DATA FOR THIS EXERCISE:
[Start of section]
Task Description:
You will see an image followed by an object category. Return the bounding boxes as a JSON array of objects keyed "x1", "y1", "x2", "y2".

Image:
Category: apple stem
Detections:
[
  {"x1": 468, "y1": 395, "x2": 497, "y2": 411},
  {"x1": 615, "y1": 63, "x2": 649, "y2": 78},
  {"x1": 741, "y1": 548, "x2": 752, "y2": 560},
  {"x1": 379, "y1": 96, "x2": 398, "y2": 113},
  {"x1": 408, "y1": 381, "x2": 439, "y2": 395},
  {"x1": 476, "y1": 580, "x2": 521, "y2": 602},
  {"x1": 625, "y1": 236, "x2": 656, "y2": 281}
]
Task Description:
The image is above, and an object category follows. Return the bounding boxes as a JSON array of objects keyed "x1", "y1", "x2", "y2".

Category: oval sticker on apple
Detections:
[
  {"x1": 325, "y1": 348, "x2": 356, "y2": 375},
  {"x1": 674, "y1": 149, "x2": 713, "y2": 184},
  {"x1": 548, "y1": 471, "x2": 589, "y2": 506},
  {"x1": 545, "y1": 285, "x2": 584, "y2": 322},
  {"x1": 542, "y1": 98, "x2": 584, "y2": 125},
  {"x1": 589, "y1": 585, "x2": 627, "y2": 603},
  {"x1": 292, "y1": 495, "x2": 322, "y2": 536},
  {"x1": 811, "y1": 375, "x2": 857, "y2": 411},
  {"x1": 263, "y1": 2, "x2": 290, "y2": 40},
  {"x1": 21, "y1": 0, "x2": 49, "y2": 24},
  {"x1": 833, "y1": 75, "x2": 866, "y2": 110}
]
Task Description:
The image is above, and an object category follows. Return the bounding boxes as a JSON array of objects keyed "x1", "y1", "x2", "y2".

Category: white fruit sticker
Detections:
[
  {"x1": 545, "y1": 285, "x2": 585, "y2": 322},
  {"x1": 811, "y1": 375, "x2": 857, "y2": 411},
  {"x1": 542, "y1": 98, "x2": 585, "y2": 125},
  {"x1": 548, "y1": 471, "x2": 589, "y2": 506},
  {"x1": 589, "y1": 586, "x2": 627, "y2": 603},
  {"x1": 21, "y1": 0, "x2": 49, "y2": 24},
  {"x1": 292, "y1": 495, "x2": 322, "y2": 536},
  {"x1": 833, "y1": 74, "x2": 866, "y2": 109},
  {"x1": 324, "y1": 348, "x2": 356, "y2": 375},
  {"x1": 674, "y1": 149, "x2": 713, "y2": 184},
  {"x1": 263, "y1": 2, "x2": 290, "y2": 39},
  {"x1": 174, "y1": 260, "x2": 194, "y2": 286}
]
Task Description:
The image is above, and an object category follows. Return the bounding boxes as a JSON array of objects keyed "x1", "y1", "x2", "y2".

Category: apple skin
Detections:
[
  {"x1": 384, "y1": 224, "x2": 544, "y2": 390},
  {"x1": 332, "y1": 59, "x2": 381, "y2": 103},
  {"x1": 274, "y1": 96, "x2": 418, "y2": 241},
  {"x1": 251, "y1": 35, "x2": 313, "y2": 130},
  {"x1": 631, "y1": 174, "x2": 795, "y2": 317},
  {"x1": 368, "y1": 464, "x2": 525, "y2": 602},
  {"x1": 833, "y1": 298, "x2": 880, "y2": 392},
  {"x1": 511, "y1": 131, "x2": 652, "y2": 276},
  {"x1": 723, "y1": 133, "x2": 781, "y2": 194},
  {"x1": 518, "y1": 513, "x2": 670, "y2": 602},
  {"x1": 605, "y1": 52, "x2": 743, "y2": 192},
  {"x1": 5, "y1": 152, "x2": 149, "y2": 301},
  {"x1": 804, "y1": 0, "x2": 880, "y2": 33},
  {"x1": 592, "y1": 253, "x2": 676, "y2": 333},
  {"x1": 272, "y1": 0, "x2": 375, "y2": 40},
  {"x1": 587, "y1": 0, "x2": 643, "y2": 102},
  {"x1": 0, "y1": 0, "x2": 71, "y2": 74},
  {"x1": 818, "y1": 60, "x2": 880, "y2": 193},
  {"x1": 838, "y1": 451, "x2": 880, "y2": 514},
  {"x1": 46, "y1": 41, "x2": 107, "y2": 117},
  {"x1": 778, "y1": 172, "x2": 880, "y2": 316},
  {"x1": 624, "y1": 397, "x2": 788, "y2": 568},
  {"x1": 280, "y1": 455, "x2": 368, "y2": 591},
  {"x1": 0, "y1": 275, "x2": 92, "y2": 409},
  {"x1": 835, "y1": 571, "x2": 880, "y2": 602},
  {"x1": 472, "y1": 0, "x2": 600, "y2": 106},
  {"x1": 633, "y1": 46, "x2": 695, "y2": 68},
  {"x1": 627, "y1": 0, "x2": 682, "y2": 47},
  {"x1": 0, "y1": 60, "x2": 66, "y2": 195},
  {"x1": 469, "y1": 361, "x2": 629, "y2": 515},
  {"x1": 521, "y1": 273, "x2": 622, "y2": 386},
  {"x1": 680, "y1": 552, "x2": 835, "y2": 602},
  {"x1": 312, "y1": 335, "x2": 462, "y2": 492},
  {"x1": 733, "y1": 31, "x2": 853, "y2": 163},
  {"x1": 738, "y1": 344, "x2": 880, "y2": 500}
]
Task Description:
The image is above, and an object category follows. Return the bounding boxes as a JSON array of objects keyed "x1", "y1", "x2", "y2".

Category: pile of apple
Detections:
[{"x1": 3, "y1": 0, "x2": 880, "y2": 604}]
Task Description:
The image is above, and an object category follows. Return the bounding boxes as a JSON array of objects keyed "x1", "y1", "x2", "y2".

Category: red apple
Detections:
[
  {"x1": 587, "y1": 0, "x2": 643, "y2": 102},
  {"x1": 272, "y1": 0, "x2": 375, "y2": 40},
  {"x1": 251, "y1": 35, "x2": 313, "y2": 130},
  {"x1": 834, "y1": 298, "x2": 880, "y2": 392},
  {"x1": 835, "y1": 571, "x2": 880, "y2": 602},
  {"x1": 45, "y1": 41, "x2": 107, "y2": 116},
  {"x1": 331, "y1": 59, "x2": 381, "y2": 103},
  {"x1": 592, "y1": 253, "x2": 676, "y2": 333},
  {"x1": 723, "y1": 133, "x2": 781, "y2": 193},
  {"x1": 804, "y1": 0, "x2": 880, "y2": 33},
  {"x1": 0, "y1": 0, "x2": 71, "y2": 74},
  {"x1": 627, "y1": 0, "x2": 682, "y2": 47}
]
[End of section]
REQUIRED ACTION:
Taking the records above, retype every line from the one with "Category: white fruit sticker" down to the one with "Category: apple skin", exactly and with nothing else.

RESPONSE:
Category: white fruit sticker
Detections:
[
  {"x1": 545, "y1": 285, "x2": 585, "y2": 322},
  {"x1": 811, "y1": 375, "x2": 857, "y2": 411},
  {"x1": 542, "y1": 98, "x2": 585, "y2": 125},
  {"x1": 548, "y1": 471, "x2": 589, "y2": 506},
  {"x1": 589, "y1": 586, "x2": 627, "y2": 603},
  {"x1": 21, "y1": 0, "x2": 49, "y2": 24},
  {"x1": 292, "y1": 495, "x2": 322, "y2": 536},
  {"x1": 833, "y1": 74, "x2": 866, "y2": 109},
  {"x1": 324, "y1": 348, "x2": 356, "y2": 375},
  {"x1": 674, "y1": 149, "x2": 713, "y2": 184},
  {"x1": 263, "y1": 2, "x2": 290, "y2": 39},
  {"x1": 174, "y1": 260, "x2": 194, "y2": 286}
]
Task Description:
The image is above, and an object category follows. Return the bounding boxes as a JSON array of objects keyed "x1", "y1", "x2", "y2".

Category: apple skin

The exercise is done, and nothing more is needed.